> **Exercise requirements**
Copy every line, requests included, starting at the line that contains "Where can you see the palo" and ending with the last of the rows below. Shift each number in the point coordinates by adding 111 to it.

— start Data section —

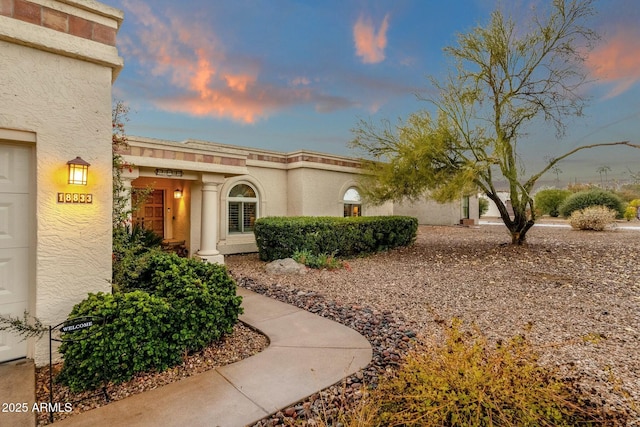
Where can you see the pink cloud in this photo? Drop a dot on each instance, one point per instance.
(370, 45)
(208, 82)
(617, 61)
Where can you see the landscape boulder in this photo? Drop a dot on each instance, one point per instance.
(286, 266)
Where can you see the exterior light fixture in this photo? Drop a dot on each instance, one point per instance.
(78, 171)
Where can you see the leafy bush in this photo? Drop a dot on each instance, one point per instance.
(280, 237)
(135, 338)
(632, 210)
(319, 261)
(629, 192)
(548, 201)
(594, 218)
(464, 381)
(174, 305)
(595, 197)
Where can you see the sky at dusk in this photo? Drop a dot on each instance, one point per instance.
(287, 75)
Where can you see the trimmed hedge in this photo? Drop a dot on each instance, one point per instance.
(174, 306)
(596, 197)
(133, 339)
(280, 237)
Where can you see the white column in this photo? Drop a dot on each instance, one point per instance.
(127, 184)
(209, 224)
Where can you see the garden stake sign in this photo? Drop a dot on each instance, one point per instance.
(71, 330)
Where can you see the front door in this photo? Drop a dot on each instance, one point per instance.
(15, 242)
(150, 214)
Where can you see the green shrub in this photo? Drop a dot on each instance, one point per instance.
(280, 237)
(483, 206)
(465, 381)
(548, 201)
(134, 338)
(330, 262)
(202, 296)
(596, 197)
(174, 305)
(595, 218)
(630, 213)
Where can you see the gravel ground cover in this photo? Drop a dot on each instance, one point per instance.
(243, 342)
(577, 294)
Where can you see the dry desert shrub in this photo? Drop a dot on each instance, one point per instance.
(466, 381)
(595, 218)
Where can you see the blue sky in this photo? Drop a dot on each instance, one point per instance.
(288, 75)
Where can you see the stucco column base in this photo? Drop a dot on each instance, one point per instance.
(216, 259)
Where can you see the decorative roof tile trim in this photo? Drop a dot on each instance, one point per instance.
(181, 155)
(266, 158)
(43, 16)
(323, 160)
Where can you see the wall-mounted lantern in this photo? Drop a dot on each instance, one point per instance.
(78, 171)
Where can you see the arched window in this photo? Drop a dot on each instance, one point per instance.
(352, 202)
(243, 208)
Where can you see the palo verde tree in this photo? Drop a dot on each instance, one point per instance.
(501, 78)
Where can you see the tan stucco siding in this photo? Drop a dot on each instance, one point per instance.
(67, 103)
(431, 212)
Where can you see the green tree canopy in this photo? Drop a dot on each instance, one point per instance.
(501, 78)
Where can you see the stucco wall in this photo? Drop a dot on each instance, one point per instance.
(73, 241)
(430, 212)
(320, 192)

— end Data section —

> **Final result**
Where can you see the palo verde tree in this photo? Drop a dot on each instance, one point per instance.
(612, 189)
Where can you see the tan stucco siding in this photo? Drop a dot on each instance, one point per instance.
(178, 214)
(542, 323)
Where can you see the green tree canopy in this photo? Drop a dot on each instance, one point per instance.
(612, 189)
Where can you see the stucco wall in this photo? Drop a dot on each instance, one point per instance.
(184, 352)
(541, 323)
(431, 303)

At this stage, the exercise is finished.